DESCRIPTION OF THE TASK:
One line in the listing below contains "sky is positioned.". Repeat that line and each line after it exactly, ending with the last one.

RECORD EXTRACTS:
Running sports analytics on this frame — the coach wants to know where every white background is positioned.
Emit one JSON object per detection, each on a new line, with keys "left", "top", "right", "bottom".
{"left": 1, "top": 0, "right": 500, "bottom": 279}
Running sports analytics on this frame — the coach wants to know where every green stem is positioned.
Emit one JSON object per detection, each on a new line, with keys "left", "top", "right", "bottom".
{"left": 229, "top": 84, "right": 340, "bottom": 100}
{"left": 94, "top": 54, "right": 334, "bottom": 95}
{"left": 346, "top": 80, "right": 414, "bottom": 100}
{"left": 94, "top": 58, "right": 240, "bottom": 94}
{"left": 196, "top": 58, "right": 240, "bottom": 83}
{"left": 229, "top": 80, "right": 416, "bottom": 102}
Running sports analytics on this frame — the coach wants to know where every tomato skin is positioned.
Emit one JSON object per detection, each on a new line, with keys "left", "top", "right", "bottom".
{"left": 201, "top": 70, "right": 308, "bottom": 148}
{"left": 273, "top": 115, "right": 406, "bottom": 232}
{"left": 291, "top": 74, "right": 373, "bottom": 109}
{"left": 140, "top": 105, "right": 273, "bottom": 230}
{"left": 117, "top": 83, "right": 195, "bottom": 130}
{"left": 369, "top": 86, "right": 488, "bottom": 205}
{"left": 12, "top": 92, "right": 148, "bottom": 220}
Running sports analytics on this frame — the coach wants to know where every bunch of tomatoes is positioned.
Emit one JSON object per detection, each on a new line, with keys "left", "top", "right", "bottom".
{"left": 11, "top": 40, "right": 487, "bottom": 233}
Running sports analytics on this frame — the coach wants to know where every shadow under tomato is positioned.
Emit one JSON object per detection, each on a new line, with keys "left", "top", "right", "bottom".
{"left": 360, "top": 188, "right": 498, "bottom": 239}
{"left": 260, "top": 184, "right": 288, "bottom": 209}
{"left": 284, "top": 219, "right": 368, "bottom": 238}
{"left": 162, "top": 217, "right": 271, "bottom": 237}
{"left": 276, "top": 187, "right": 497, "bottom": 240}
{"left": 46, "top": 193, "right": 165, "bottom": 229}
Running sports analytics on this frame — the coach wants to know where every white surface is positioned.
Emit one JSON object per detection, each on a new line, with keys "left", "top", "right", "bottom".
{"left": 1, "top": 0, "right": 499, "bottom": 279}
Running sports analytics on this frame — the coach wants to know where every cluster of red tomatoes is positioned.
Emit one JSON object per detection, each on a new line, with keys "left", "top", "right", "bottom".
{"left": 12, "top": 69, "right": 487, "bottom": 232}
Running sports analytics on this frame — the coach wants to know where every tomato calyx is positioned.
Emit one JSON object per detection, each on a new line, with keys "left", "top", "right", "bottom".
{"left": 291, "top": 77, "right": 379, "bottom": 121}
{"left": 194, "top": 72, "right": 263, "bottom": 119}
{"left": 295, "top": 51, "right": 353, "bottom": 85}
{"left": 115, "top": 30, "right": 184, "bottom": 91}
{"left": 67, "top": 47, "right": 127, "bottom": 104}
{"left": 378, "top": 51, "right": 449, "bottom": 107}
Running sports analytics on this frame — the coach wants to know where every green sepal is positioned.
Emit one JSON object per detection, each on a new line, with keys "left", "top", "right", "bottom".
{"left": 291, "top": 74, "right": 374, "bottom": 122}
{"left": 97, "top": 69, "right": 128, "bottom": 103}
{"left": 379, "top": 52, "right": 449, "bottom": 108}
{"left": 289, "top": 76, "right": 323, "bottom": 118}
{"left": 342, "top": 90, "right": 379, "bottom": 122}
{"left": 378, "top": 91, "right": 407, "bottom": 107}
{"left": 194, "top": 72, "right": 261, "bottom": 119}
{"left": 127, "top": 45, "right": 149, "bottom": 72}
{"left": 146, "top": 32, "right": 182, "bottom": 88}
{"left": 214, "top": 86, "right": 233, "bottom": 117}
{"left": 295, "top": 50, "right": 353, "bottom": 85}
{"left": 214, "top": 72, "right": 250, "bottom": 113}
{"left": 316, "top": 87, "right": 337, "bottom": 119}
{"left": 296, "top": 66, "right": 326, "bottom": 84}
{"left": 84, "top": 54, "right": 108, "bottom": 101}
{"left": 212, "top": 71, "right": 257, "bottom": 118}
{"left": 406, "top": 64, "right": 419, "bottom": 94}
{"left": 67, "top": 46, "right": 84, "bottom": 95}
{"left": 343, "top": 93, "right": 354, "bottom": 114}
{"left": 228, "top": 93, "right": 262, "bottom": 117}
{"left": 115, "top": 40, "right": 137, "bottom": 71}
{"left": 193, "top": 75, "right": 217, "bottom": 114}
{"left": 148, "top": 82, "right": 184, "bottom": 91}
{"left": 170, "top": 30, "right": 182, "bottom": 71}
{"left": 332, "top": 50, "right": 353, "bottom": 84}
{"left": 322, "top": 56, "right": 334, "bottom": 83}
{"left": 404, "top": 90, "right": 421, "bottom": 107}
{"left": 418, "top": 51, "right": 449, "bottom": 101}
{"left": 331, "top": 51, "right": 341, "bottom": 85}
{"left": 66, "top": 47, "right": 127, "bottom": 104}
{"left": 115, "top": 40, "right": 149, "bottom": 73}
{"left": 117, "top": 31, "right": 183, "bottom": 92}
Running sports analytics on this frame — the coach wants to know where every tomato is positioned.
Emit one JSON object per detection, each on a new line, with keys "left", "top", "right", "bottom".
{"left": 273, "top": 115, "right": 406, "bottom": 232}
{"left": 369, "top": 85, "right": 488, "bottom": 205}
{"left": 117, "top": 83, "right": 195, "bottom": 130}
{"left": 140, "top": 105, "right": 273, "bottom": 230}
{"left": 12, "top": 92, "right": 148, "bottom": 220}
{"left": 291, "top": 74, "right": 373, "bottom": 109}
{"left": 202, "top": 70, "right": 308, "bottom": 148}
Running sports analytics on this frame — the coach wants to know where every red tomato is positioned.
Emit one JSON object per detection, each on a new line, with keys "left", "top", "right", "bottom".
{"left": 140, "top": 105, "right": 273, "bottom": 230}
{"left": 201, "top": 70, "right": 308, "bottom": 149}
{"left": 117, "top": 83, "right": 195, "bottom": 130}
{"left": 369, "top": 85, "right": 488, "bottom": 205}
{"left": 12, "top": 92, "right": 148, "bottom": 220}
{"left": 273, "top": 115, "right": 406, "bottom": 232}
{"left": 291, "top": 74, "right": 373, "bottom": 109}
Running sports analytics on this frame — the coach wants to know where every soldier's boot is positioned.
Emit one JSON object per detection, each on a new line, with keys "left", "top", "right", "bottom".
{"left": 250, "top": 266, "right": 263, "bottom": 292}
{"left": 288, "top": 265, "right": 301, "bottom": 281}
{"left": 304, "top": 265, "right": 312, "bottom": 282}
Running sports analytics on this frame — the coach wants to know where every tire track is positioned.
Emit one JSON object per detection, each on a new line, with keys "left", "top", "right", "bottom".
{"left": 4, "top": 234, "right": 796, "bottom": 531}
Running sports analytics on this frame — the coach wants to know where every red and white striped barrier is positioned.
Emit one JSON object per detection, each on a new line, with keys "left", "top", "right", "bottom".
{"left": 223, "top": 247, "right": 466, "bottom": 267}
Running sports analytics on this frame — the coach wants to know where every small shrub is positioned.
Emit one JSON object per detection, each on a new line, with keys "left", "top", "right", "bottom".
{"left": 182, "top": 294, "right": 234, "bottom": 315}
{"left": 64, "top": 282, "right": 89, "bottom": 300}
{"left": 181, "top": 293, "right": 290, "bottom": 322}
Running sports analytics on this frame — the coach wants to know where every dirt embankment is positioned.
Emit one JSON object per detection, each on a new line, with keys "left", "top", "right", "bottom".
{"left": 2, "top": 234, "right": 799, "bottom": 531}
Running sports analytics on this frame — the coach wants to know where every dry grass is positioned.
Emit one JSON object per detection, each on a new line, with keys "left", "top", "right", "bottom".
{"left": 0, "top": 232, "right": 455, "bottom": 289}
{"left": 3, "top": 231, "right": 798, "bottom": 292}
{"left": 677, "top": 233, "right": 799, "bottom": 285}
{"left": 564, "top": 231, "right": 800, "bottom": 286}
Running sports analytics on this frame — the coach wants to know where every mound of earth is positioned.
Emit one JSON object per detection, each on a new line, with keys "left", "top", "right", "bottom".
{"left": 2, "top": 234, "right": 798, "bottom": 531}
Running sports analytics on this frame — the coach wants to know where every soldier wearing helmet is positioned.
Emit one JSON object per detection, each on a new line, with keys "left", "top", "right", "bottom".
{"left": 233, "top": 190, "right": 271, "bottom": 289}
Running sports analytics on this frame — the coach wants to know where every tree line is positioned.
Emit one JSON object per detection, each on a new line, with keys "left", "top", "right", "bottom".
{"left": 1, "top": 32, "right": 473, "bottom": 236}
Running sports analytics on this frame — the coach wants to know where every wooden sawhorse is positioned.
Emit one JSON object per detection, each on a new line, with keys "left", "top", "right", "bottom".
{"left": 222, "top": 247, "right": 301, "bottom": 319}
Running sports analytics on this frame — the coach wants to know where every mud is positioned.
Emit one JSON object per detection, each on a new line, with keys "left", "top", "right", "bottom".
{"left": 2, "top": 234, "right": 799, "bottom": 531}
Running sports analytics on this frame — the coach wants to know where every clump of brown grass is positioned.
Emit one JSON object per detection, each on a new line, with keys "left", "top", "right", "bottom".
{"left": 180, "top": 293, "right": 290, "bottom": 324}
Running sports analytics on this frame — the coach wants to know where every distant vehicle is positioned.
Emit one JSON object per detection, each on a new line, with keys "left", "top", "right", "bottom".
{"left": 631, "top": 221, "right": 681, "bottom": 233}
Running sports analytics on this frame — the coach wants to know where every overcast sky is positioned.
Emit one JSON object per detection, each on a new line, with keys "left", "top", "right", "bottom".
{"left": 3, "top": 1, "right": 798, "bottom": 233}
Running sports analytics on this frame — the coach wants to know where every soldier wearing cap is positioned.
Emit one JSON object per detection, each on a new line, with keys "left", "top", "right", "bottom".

SOLVED PROBLEM:
Running sports analytics on this frame — the coach wants to know where every overcast sky is positioned.
Emit one JSON object per detection, each on a new line, with keys "left", "top", "right", "bottom".
{"left": 3, "top": 1, "right": 798, "bottom": 233}
Running sports analytics on this frame — the coach wants to know where every soldier wearing cap is positioned.
Emit one JSON object per detection, each on a new line, with keys "left", "top", "right", "bottom".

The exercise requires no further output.